Extract to read →
_ _ _ _ _ _ _
Everyone who has been around drag racers knows that you give them an inch
and they will take a mile. Plus we racers never do anything in moderation --
it has to be overboard. My friend Jeff Duncan was telling me this story of a
well-intended contest at an annual car show. The car show is held each year
in Sulphur Springs, Texas, in conjunction with the town Dairy Festival. To
give you an example how big dairy farming is in Sulphur Springs, they have a
dairy museum -- no kidding. But back to my story. The contest held at the
cow show was a potato relay. The intent of the potato relay contest was to
see who could pick the potatoes the fastest over a set course against the
clock. The driver would drive the car while the passenger would use a pick
to stab the potatoes and pick them up.
_ _ _ _ _ _ _
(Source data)
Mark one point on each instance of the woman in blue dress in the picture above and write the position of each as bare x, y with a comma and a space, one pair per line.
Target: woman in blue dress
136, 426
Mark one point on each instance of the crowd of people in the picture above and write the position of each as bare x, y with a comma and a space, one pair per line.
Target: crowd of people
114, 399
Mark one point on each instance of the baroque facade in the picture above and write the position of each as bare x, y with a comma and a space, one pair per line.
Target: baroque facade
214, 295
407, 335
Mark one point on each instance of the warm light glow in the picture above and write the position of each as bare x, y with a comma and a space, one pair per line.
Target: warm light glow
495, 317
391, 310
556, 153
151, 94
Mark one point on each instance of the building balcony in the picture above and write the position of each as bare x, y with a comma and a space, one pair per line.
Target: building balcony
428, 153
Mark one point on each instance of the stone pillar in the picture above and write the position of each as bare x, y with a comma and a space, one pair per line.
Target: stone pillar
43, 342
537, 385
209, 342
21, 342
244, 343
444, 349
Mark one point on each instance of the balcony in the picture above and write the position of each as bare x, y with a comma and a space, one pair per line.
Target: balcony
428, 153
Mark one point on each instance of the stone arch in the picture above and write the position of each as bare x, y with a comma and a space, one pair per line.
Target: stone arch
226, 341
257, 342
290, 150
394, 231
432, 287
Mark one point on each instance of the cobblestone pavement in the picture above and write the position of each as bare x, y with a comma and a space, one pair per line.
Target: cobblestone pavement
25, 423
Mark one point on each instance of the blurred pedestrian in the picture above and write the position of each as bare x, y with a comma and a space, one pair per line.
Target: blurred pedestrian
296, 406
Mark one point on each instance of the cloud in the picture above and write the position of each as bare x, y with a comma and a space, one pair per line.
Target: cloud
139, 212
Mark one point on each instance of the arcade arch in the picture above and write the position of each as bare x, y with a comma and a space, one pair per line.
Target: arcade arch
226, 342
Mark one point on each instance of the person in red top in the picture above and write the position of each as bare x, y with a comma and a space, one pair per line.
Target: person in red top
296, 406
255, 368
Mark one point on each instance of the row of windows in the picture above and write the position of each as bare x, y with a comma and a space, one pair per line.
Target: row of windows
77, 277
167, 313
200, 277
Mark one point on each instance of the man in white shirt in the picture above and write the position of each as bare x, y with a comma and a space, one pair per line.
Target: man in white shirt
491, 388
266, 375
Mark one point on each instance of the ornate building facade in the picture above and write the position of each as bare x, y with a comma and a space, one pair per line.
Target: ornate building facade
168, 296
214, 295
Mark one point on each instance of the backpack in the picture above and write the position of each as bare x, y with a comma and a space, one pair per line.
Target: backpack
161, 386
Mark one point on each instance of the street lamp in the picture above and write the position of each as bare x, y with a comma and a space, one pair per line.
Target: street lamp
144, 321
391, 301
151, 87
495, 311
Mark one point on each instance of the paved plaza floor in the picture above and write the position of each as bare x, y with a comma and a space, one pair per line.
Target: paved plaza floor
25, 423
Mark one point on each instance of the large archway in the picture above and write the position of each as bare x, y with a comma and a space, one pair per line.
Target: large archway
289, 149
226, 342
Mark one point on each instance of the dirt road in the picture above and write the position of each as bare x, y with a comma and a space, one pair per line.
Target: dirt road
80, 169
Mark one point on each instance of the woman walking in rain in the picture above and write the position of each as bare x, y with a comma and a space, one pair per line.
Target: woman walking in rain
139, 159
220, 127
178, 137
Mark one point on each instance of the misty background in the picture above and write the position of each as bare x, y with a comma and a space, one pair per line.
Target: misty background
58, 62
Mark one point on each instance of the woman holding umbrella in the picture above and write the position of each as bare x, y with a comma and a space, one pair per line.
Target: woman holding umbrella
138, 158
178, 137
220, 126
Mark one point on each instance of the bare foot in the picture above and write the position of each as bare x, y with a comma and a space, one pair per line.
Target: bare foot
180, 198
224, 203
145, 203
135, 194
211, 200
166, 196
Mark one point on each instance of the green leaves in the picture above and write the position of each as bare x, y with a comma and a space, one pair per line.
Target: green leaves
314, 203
_ _ _ _ _ _ _
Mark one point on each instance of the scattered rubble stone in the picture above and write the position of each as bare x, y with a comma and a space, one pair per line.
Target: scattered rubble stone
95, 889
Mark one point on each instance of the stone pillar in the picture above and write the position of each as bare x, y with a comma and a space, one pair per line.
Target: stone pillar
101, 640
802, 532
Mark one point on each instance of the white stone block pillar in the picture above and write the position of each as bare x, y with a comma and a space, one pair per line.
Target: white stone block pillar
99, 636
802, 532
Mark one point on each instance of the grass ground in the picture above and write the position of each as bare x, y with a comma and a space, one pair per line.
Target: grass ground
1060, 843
_ _ _ _ _ _ _
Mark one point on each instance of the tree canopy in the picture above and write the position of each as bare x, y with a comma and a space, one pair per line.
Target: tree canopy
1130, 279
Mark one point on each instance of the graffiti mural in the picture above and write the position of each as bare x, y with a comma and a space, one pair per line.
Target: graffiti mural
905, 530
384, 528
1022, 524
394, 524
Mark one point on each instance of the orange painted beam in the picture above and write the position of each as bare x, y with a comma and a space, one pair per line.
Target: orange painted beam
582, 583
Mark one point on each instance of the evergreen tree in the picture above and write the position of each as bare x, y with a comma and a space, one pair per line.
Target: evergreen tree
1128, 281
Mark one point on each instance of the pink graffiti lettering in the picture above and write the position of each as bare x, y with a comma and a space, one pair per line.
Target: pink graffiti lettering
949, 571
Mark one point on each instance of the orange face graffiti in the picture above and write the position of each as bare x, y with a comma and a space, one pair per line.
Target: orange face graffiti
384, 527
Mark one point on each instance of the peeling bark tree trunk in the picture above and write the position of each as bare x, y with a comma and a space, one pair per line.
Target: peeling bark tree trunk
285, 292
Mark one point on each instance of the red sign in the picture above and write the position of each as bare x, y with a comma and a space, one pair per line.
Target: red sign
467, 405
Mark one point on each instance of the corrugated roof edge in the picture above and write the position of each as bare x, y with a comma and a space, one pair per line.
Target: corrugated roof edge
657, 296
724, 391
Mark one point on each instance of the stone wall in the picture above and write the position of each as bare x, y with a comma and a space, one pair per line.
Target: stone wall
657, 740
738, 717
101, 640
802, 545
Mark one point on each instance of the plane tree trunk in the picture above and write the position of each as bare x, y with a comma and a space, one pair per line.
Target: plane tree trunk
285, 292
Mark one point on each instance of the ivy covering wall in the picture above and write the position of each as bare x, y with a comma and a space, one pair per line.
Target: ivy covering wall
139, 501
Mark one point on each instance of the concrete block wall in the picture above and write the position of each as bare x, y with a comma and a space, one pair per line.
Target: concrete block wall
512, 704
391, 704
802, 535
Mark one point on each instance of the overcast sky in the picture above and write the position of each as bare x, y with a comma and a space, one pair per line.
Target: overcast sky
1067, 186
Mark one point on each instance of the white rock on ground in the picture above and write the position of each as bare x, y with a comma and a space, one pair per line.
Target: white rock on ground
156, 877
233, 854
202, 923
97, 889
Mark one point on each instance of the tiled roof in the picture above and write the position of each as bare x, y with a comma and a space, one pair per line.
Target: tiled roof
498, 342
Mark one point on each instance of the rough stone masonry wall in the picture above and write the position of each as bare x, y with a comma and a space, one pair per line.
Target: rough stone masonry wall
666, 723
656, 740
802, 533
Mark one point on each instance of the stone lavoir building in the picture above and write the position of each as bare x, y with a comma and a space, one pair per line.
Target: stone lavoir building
_ _ _ _ _ _ _
Task instructions →
1. Answer these questions about the drag racing story:
(a) In what town is the annual car show held?
(b) What event is the car show held in conjunction with?
(c) In the potato relay, what does the passenger use to pick up the potatoes?
2. Copy the drag racing story between "Everyone who has" and "pick them up.", inclusive.

Answers by task →
1.
(a) Sulphur Springs, Texas
(b) The town Dairy Festival
(c) A pick, used to stab the potatoes

2.
Everyone who has been around drag racers knows that you give them an inch
and they will take a mile. Plus we racers never do anything in moderation --
it has to be overboard. My friend Jeff Duncan was telling me this story of a
well-intended contest at an annual car show. The car show is held each year
in Sulphur Springs, Texas, in conjunction with the town Dairy Festival. To
give you an example how big dairy farming is in Sulphur Springs, they have a
dairy museum -- no kidding. But back to my story. The contest held at the
cow show was a potato relay. The intent of the potato relay contest was to
see who could pick the potatoes the fastest over a set course against the
clock. The driver would drive the car while the passenger would use a pick
to stab the potatoes and pick them up.